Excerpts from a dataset
• • • • •
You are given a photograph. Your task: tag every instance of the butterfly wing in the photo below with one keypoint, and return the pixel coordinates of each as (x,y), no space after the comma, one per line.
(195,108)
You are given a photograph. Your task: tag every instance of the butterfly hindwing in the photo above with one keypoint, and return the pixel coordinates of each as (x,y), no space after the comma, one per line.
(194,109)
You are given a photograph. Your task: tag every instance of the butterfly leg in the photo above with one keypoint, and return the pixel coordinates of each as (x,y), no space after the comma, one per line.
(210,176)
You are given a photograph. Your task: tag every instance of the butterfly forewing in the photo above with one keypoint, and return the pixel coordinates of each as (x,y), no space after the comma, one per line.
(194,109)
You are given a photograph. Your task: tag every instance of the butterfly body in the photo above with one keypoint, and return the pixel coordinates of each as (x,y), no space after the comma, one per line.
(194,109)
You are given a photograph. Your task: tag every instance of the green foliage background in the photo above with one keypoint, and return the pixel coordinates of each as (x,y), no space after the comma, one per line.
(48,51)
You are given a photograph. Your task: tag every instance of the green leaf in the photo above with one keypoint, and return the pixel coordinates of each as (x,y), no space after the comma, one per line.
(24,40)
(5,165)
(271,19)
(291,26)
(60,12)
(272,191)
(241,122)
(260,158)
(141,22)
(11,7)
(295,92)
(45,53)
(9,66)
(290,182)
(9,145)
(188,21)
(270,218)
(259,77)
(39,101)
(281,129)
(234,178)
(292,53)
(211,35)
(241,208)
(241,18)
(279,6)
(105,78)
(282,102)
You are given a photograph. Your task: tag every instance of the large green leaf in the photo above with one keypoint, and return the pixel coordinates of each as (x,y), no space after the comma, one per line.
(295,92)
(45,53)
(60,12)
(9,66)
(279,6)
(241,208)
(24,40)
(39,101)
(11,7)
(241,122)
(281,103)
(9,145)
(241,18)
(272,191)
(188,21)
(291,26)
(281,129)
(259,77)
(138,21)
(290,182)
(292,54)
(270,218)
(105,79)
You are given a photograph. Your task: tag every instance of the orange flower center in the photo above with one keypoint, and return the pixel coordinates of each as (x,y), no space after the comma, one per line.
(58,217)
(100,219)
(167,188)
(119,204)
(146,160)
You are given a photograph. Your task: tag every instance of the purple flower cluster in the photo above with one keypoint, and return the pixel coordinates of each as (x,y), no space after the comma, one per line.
• • • • •
Extract the full set of entries word for word.

» **Expected answer**:
You are given a photograph. Your task: tag every instance of the butterfly wing in the photo below with one keypoint, and return the pixel coordinates of each as (x,y), no space after the comma, one per line.
(195,108)
You are given a photograph. Your task: tag every instance of the butterfly hindwing in the photo above with one keypoint, and return the pixel coordinates of each as (x,y), no space after the comma, one per line.
(194,109)
You are given a photograph. Your task: tag every instance of the butterfly leg in the photo above with one keypoint, and return the pixel coordinates of each as (x,y), no space after the comma, one per line.
(210,176)
You are given a photograph. Your task: tag every instance of the butterfly forewing in the photo above with one keypoint, and return the pixel coordinates of each as (x,y), no space after the comma, one per line.
(194,109)
You are given a photograph. Your task: tag every instance of the butterfly body in the photo above with one keypoint, and return the pixel coordinates of each as (x,y), no space after the comma, one per line.
(194,109)
You are given a photograph. Your task: tag every instance of the green foliage background in the photo above with one keypoint, and return the pixel coordinates of each as (x,y), no space after the comma, one per line.
(48,51)
You are given a photograph. Your task: tag every instance of the green leaf in the photo above with one keypoint, and return the pixel coordinates of each as (x,y), no space after the comma, one per line.
(24,40)
(5,165)
(271,19)
(291,26)
(60,12)
(272,191)
(241,122)
(260,158)
(141,22)
(11,7)
(295,92)
(45,53)
(9,66)
(290,182)
(9,145)
(188,21)
(270,218)
(259,77)
(39,101)
(281,129)
(234,178)
(292,53)
(211,35)
(241,208)
(241,18)
(279,6)
(105,78)
(282,102)
You are given a photograph. Your task: tag every instance of the large green leaf in the photo above with one keypoint, and return the pixel coordinates of each as (x,y), no space after the comma, one per line.
(295,92)
(45,53)
(60,12)
(9,66)
(279,6)
(241,208)
(24,40)
(39,101)
(11,7)
(241,122)
(281,103)
(9,145)
(241,18)
(272,191)
(188,21)
(291,26)
(281,129)
(259,77)
(138,21)
(290,182)
(292,54)
(270,218)
(105,79)
You are given a photograph. Your task: tag every instance of the orange flower center in the photo above with one keypoint, and return the pixel coordinates of each as (x,y), no space after the comma, one per line.
(58,217)
(100,219)
(167,188)
(119,204)
(146,160)
You are given a photograph. Your task: tag every instance of the purple flower cluster in the photo above with one keypoint, and return the pixel coordinates of each as (x,y), no space after the comma, one per line.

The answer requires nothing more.